→ **Instruction**: Retype the material below. Keep every word exactly as it is.

Collection entries
◆ ◆ ◆ ◆ ◆

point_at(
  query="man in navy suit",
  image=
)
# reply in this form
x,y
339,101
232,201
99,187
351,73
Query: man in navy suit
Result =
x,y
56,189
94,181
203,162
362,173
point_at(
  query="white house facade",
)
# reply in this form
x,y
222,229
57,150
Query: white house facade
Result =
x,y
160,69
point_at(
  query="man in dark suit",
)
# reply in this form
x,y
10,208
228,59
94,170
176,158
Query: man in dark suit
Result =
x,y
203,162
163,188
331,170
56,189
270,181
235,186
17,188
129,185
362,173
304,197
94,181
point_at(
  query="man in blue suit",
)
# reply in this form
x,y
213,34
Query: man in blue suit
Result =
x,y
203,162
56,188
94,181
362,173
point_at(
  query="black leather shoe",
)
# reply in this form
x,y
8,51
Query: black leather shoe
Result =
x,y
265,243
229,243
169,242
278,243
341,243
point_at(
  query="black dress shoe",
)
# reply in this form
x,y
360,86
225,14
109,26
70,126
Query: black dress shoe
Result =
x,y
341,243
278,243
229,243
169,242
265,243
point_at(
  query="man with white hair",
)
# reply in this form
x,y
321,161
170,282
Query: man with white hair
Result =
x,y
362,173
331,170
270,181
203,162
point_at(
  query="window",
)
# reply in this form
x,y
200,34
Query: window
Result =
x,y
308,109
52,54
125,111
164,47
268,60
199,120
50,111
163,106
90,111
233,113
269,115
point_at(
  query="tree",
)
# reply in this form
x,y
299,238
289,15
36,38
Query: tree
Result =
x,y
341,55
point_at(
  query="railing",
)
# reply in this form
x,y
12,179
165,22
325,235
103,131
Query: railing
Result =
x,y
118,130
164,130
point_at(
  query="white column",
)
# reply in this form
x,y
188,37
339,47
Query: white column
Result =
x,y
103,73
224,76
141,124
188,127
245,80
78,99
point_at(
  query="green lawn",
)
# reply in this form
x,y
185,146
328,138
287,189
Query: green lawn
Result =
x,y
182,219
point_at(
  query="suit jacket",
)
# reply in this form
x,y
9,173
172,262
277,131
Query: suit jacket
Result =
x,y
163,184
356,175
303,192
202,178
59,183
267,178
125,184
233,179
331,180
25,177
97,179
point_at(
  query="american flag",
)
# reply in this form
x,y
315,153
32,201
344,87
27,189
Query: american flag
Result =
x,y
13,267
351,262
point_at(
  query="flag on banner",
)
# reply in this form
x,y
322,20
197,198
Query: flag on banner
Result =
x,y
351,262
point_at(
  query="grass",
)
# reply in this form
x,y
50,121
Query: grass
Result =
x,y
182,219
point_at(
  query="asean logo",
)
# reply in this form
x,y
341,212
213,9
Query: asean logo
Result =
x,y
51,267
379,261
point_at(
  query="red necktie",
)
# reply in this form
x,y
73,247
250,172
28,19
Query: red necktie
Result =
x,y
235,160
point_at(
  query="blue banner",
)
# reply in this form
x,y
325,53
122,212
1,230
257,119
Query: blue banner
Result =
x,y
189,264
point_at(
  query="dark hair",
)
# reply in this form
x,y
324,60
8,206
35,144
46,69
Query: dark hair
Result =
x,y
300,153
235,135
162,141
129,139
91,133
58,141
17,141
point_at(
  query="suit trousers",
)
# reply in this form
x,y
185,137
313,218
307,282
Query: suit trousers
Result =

◆ ◆ ◆ ◆ ◆

→ **Result**:
point_at(
  query="man in navy suit",
  image=
)
# reply in this form
x,y
339,101
232,201
99,187
351,73
Query: man in navy suit
Result =
x,y
56,189
94,181
203,162
362,173
point_at(
  query="white house facade",
)
# reply in this form
x,y
222,229
57,150
Query: white house facade
Result =
x,y
160,69
point_at(
  query="man in dark suit",
)
# reply in this form
x,y
10,208
228,59
94,170
176,158
Query: man in dark suit
Result =
x,y
203,162
163,188
331,170
56,189
270,181
235,186
17,188
129,185
362,173
304,197
94,181
point_at(
  query="man in blue suit",
)
# reply in this form
x,y
213,34
Query: man in blue suit
Result =
x,y
203,162
56,188
94,181
362,173
point_at(
  query="black leather shoe",
)
# reply in this form
x,y
8,51
Query: black leather shoe
Result =
x,y
265,243
229,243
169,242
278,243
341,243
point_at(
  query="black dress shoe",
)
# reply in this form
x,y
360,86
225,14
109,26
70,126
Query: black dress shoe
Result =
x,y
341,243
278,243
229,243
169,242
265,243
point_at(
  query="man with white hair",
)
# reply in this form
x,y
321,161
170,282
Query: man with white hair
Result =
x,y
362,173
331,170
270,181
203,162
point_at(
  query="window",
)
# reply in this form
x,y
200,34
Query: window
Result =
x,y
308,109
52,54
125,111
164,47
268,60
199,120
50,111
163,106
90,111
233,113
269,115
point_at(
  query="tree",
)
# reply in this form
x,y
299,238
289,15
36,38
Query: tree
Result =
x,y
341,55
point_at(
  query="railing",
)
# reply in this form
x,y
12,179
165,22
325,235
103,131
Query: railing
Result =
x,y
118,130
164,130
point_at(
  query="white column",
)
# reply in this form
x,y
188,37
339,47
Query: white column
Result =
x,y
103,73
224,76
141,124
188,127
245,80
78,99
point_at(
  query="green lawn",
)
# reply in this form
x,y
185,146
328,138
287,189
Query: green lawn
Result =
x,y
182,219
point_at(
  query="suit jacket",
)
# reply in this form
x,y
9,173
172,262
277,131
Query: suit jacket
Result =
x,y
163,184
356,175
303,192
202,178
59,183
267,178
125,184
233,179
331,180
25,177
97,179
point_at(
  query="american flag",
)
# reply in this form
x,y
315,153
32,201
344,87
27,189
Query: american flag
Result =
x,y
13,267
351,262
point_at(
  query="flag on banner",
)
# reply in this form
x,y
322,20
197,198
Query: flag on banner
Result =
x,y
351,262
point_at(
  query="grass",
)
# reply in this form
x,y
50,121
Query: grass
Result =
x,y
182,219
point_at(
  query="asean logo",
)
# reply in this form
x,y
341,212
213,9
Query: asean logo
Result =
x,y
51,267
379,261
point_at(
  query="red necktie",
)
# reply in this form
x,y
73,247
250,172
28,19
Query: red necktie
Result =
x,y
235,160
point_at(
  query="blue banner",
)
# reply in this form
x,y
325,53
122,212
1,230
257,119
Query: blue banner
Result =
x,y
189,264
point_at(
  query="dark hair",
)
# reply in this form
x,y
324,60
8,206
35,144
46,69
Query: dark hair
Result =
x,y
300,153
235,135
162,141
129,139
91,133
58,141
17,141
point_at(
  query="suit trousers",
)
# reply in this form
x,y
185,137
313,218
307,282
Query: suit trousers
Result =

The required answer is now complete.